WHAT IS REQUIRED :: Tally how many lines in the data below include "parked", then please reply with only that figure.

[Start of section]

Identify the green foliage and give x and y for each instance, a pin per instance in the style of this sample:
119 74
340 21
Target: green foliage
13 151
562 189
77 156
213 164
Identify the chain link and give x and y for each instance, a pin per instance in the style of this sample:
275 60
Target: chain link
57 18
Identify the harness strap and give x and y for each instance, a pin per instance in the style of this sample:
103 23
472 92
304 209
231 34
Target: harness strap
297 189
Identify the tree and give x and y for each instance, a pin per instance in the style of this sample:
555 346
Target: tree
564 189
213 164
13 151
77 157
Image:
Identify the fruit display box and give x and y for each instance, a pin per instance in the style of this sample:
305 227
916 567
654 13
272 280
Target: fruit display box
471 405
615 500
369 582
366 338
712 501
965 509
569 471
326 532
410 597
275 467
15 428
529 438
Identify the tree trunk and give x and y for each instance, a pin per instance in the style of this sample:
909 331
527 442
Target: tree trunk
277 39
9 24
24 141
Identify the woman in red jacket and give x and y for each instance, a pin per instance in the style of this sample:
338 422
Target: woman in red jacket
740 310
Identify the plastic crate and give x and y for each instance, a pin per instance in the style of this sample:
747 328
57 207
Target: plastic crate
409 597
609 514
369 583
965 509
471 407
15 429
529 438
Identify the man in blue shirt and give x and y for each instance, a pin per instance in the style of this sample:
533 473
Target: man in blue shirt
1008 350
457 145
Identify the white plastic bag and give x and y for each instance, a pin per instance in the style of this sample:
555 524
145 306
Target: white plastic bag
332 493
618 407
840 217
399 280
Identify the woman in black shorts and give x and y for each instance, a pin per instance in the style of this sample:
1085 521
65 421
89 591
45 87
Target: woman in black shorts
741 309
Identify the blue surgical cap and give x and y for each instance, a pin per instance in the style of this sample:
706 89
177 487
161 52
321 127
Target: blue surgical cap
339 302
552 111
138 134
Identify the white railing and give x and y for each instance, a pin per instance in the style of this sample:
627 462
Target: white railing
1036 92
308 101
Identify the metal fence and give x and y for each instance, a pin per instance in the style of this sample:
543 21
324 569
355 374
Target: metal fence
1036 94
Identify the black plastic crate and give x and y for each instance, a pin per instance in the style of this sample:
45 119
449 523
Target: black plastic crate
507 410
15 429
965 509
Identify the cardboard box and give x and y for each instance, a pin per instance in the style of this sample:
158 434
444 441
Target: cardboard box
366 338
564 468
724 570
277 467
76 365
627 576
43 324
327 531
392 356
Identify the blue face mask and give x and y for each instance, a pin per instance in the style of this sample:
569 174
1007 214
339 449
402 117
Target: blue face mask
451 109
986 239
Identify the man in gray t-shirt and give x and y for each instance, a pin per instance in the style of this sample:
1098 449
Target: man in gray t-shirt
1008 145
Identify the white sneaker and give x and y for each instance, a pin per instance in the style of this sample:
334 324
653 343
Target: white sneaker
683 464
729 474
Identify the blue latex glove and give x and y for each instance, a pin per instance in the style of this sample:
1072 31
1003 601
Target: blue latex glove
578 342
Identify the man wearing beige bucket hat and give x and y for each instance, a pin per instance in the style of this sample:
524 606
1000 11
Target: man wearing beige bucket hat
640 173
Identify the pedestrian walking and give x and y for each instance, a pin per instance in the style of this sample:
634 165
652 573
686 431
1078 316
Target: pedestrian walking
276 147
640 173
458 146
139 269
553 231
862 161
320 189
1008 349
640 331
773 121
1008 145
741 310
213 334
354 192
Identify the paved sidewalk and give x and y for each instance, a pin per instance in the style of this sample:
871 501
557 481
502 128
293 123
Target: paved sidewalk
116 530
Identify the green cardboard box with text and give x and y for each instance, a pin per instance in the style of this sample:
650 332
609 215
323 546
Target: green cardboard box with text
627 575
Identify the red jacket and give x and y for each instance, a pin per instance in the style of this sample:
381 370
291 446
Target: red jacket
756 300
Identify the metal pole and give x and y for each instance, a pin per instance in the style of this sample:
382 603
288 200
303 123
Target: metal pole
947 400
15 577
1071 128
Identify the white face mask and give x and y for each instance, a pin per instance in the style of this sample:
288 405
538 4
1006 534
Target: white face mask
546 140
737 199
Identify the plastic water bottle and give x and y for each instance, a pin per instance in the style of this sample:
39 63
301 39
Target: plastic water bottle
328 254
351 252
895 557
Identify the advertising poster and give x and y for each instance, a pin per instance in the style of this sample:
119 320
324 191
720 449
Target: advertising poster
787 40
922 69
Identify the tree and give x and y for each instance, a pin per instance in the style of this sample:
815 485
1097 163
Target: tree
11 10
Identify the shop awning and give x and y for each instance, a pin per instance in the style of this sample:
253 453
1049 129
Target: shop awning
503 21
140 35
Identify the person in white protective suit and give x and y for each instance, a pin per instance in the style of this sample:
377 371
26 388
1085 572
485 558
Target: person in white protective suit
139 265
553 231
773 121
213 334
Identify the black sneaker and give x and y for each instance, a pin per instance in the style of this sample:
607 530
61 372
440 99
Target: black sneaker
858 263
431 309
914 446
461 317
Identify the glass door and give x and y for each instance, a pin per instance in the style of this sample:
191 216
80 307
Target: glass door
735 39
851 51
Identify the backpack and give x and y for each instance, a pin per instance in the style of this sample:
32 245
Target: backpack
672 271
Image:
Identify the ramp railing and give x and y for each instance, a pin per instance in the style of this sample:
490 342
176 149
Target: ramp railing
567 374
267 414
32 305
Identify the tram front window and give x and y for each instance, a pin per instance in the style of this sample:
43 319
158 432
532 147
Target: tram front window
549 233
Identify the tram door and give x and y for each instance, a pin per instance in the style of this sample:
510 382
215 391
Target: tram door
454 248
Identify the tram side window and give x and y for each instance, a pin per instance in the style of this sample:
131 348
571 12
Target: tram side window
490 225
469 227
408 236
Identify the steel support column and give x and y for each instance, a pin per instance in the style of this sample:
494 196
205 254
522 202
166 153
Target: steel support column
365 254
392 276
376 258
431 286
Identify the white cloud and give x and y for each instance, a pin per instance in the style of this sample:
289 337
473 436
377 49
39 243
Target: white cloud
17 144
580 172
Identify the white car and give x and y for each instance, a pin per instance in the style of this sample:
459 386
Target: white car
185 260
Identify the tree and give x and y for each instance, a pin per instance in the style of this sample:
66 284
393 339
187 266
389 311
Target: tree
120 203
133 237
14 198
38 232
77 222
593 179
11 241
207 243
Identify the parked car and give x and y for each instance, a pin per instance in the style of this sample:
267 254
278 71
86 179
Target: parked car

[End of section]

RESULT BELOW :: 2